ACTION ITEM — Every line from the start of the data through the line containing "positive clicks: (606, 464)" should be retyped exactly; the pictures should not.

Saved data entries
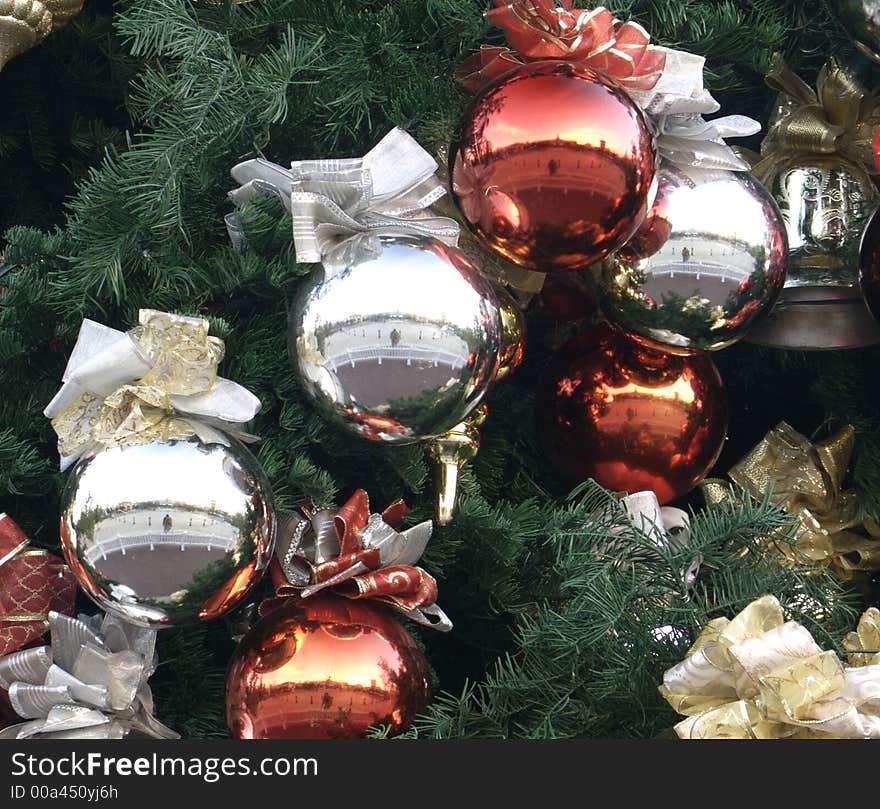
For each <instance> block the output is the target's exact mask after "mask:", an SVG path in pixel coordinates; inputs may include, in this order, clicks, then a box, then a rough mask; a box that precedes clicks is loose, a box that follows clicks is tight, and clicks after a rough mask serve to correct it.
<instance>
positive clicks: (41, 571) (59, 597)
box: [0, 514, 76, 657]
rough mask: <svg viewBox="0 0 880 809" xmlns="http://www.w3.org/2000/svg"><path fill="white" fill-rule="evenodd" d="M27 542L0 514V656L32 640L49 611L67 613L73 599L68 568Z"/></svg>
mask: <svg viewBox="0 0 880 809" xmlns="http://www.w3.org/2000/svg"><path fill="white" fill-rule="evenodd" d="M29 544H30V543H29V540H28V538H27V536H26V535H25V533H24V532H23V531H22V530H21V528H19V527H18V525H16V523H15V521H14V520H13V519H12V518H11V517H9V516H7V515H6V514H0V657H2V656H3V655H8V654H11V653H12V652H16V651H18V650H19V649H21V648H23V647H24V646H27V645H28V644H29V643H32V642H33V641H35V640H36V639H37V638H39V637H40V636H41V635H43V633H44V632H45V631H46V630H47V629H48V628H49V625H48V622H47V617H48V615H49V612H50V611H52V610H55V611H58V612H66V613H71V612H73V607H74V603H75V601H76V581H75V580H74V578H73V573H71V571H70V568H69V567H67V565H65V564H64V562H63V561H62V560H61V559H60V558H59V557H57V556H55V555H53V554H51V553H49V552H48V551H44V550H40V549H37V548H30V547H29Z"/></svg>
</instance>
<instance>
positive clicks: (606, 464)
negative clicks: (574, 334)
mask: <svg viewBox="0 0 880 809" xmlns="http://www.w3.org/2000/svg"><path fill="white" fill-rule="evenodd" d="M535 408H536V416H537V420H538V430H539V434H540V436H541V440H542V443H543V445H544V448H545V451H546V452H547V454H548V456H549V458H550V460H551V462H552V463H553V464H554V465H555V466H556V467H557V468H559V469H560V470H561V471H562V473H563V474H564V475H565V476H566V477H567V478H569V479H570V480H571V481H572V482H580V481H582V480H586V479H587V478H594V479H595V480H596V481H598V482H599V483H600V484H601V485H602V486H604V487H605V488H607V489H611V490H613V491H626V492H629V493H633V492H636V491H642V490H645V489H650V490H652V491H654V492H655V493H656V495H657V498H658V499H659V500H660V502H661V503H668V502H670V501H672V500H675V499H676V498H678V497H681V495H683V494H685V493H686V492H688V491H689V490H690V489H692V488H693V487H694V486H695V485H696V484H697V483H698V482H699V481H700V480H701V479H702V478H703V477H705V476H706V474H707V472H708V471H709V470H710V469H711V468H712V466H713V465H714V464H715V461H716V460H717V459H718V456H719V454H720V453H721V449H722V446H723V443H724V439H725V436H726V433H727V400H726V397H725V394H724V388H723V385H722V383H721V377H720V376H719V374H718V370H717V369H716V368H715V365H714V363H713V362H712V360H711V359H710V358H709V356H708V355H707V354H695V355H691V356H676V355H673V354H668V353H665V352H661V351H657V350H655V349H651V348H647V347H645V346H642V345H640V344H639V343H637V342H636V341H634V340H632V339H631V338H629V337H627V336H626V335H624V334H622V333H621V332H618V331H616V330H614V329H612V328H611V327H610V326H608V325H607V324H604V323H603V324H600V325H598V326H594V327H592V328H590V329H588V330H586V331H584V332H582V333H581V334H580V335H578V336H577V337H576V338H574V340H572V341H571V342H570V343H569V344H568V345H566V346H565V348H563V349H562V351H561V352H560V354H559V356H558V357H557V358H556V360H555V361H554V362H553V363H552V364H551V365H550V367H549V368H548V370H547V373H546V375H545V377H544V379H543V380H542V382H541V384H540V387H539V390H538V394H537V397H536V402H535Z"/></svg>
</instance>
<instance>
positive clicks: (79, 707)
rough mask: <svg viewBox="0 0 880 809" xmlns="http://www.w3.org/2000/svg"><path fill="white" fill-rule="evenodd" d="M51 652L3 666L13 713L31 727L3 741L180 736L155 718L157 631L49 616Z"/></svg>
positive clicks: (48, 648)
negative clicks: (25, 720) (153, 677)
mask: <svg viewBox="0 0 880 809" xmlns="http://www.w3.org/2000/svg"><path fill="white" fill-rule="evenodd" d="M49 623H50V629H51V646H43V647H40V648H36V649H27V650H25V651H21V652H16V653H14V654H11V655H8V656H6V657H4V658H0V684H3V685H5V686H7V687H8V689H9V701H10V704H11V705H12V708H13V709H14V710H15V712H16V713H17V714H18V715H19V716H20V717H21V718H22V719H30V720H32V721H30V722H25V723H23V724H19V725H13V726H11V727H8V728H6V729H5V730H2V731H0V739H27V738H34V737H39V738H43V739H70V738H86V739H111V738H112V739H119V738H122V737H124V736H126V735H127V734H128V733H130V732H131V731H138V732H140V733H142V734H144V735H146V736H150V737H152V738H154V739H178V738H180V736H179V735H178V734H177V733H175V732H174V731H173V730H171V729H170V728H167V727H165V726H164V725H163V724H161V723H160V722H159V721H158V720H157V719H156V718H155V717H154V716H153V699H152V694H151V693H150V688H149V686H148V685H147V680H148V679H149V677H150V675H151V674H152V673H153V671H155V668H156V661H155V650H154V647H155V639H156V631H155V630H151V629H141V628H139V627H134V626H122V625H121V622H120V621H119V619H117V618H114V617H113V616H111V615H105V616H104V617H103V620H102V618H101V617H100V616H94V617H92V618H86V617H85V616H80V618H79V619H74V618H69V617H67V616H64V615H59V614H58V613H55V612H52V613H50V614H49Z"/></svg>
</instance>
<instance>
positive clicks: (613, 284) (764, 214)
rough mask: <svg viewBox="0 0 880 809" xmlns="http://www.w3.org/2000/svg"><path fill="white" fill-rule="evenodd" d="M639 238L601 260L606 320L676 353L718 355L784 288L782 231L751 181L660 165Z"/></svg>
mask: <svg viewBox="0 0 880 809" xmlns="http://www.w3.org/2000/svg"><path fill="white" fill-rule="evenodd" d="M659 180H660V183H659V189H658V192H657V199H656V201H655V202H654V205H653V207H652V208H651V211H650V212H649V213H648V217H647V219H646V220H645V222H644V224H643V225H642V227H641V228H640V229H639V230H638V232H637V233H636V234H635V235H634V236H633V237H632V239H630V240H629V242H627V243H626V245H624V247H622V248H621V249H620V250H618V251H617V253H615V254H614V255H612V256H609V257H608V258H607V259H605V261H604V262H602V266H601V268H600V272H599V283H598V297H599V303H600V306H601V307H602V311H603V312H604V314H605V316H606V317H607V318H608V319H609V320H611V321H612V322H614V323H616V324H617V325H618V326H620V327H621V328H623V329H624V330H626V331H627V332H628V333H629V334H631V335H632V336H633V337H635V338H637V339H639V340H643V341H645V342H646V343H648V344H649V345H654V346H655V347H658V348H661V349H665V350H667V351H673V352H676V353H678V352H685V353H691V352H693V351H695V350H708V351H715V350H717V349H720V348H724V347H725V346H728V345H730V344H731V343H734V342H736V341H737V340H739V339H740V338H741V337H743V335H744V334H745V333H746V332H747V331H748V330H749V328H750V327H751V326H752V325H753V324H754V323H755V321H756V320H757V319H758V318H760V317H761V316H762V315H764V314H765V313H766V312H768V311H769V310H770V309H771V307H772V306H773V304H774V302H775V301H776V298H777V297H778V295H779V293H780V291H781V290H782V287H783V284H784V283H785V253H786V236H785V225H784V223H783V221H782V217H781V215H780V213H779V209H778V208H777V207H776V203H775V202H774V201H773V198H772V197H771V196H770V194H768V193H767V191H765V190H764V188H763V186H762V185H761V184H760V183H758V181H757V180H755V179H754V178H753V177H752V176H751V175H750V174H748V173H746V172H735V171H706V170H694V169H691V170H689V171H687V172H686V173H685V172H682V171H680V170H677V169H676V168H675V167H673V166H671V165H668V164H664V166H663V168H662V169H661V170H660V174H659Z"/></svg>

RESPONSE TO THE EXERCISE —
For each <instance> block the output is the target's exact mask after "mask:", an SVG path in pixel coordinates; inputs may include, in this order, clicks, then a box, then a rough mask; a box that precedes clicks is loose, a box that follows clicks is tight, and clicks after a rough mask serve to correct it.
<instance>
positive clicks: (41, 571) (59, 597)
box: [0, 514, 76, 657]
rough mask: <svg viewBox="0 0 880 809" xmlns="http://www.w3.org/2000/svg"><path fill="white" fill-rule="evenodd" d="M27 542L0 514V656L32 640L49 611L67 613L73 599L68 568Z"/></svg>
mask: <svg viewBox="0 0 880 809" xmlns="http://www.w3.org/2000/svg"><path fill="white" fill-rule="evenodd" d="M29 544H30V543H29V540H28V538H27V536H26V535H25V533H24V532H23V531H22V530H21V528H19V527H18V525H16V523H15V521H14V520H13V519H12V518H11V517H9V516H7V515H6V514H0V657H2V656H3V655H8V654H11V653H12V652H16V651H18V650H19V649H21V648H23V647H24V646H27V645H28V644H29V643H32V642H33V641H35V640H36V639H37V638H39V637H40V636H41V635H43V633H44V632H45V631H46V630H47V629H48V628H49V625H48V622H47V617H48V615H49V612H50V611H52V610H55V611H58V612H66V613H71V612H73V607H74V603H75V601H76V581H75V580H74V578H73V573H71V571H70V568H69V567H67V565H65V564H64V562H63V561H62V560H61V559H60V558H59V557H57V556H55V555H53V554H51V553H49V552H48V551H44V550H40V549H37V548H30V547H29Z"/></svg>
</instance>
<instance>
positive clicks: (606, 464)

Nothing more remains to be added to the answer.